DESCRIPTION OF THE TASK >>
Your reply should hold exactly the lines from the one that contains "of the sky?" through the end of the data. Repeat them word for word.

(Extracted data entries)
- - - -

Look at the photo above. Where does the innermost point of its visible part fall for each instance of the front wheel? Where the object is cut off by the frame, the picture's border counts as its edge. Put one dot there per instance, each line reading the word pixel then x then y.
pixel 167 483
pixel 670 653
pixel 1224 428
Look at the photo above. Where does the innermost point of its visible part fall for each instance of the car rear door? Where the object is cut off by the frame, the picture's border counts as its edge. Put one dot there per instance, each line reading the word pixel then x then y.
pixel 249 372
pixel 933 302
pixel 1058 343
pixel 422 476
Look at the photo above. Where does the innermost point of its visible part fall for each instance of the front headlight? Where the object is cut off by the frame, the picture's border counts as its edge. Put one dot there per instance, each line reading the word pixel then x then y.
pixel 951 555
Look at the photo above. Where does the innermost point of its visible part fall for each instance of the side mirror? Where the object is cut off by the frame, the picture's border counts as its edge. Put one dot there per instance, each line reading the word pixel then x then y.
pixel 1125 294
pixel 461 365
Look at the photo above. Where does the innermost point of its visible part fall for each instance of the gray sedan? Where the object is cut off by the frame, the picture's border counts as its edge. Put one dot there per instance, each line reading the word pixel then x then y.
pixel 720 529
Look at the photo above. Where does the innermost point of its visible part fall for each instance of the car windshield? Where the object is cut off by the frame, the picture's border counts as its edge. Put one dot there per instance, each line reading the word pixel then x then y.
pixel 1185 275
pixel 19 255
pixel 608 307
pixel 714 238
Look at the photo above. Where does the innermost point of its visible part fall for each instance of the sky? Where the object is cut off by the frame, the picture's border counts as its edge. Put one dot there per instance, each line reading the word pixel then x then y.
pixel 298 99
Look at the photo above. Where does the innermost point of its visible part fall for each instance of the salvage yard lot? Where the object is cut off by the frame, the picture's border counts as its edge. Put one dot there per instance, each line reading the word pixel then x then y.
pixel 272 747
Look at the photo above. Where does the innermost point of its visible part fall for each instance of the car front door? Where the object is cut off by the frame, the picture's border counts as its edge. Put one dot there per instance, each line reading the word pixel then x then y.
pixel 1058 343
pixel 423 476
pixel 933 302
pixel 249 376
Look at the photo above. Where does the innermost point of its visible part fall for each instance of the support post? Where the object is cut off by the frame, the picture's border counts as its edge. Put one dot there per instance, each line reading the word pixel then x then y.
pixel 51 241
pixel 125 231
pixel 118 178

- - - -

EXERCISE OUTPUT >>
Look at the photo above. Where does the innermost point of its visible part fall for each instance of the sky? Where the object is cut off by the frame, the picture's border counts as its edge. Put one dot there per instance, each line reading the word pixel then x then y.
pixel 298 99
Look at the photo above. Where does the innermost point of its visible part fall for each instance of the salvage yard lot? Where the object is cut off by the frame, the picture's border counts as its edge. Put one dot there per instance, each line reading the word pixel then x then y.
pixel 272 747
Look at the photo above. Where does the innermost point of its visible part fall for each instance of the car front door? Where the object is cut off by the frame, the picture's border counts as its edge. Put one dot there per instance, each line reading the word pixel then x then y.
pixel 1058 343
pixel 423 476
pixel 933 302
pixel 249 376
Look at the photo above. Where does the innermost point of its visible part fall for each instance of the support post? Where the object is cut off by the frame, the picture's border counts as its edge. Put one dot there per instance, each line reading the word pixel then x then y.
pixel 51 241
pixel 125 231
pixel 118 178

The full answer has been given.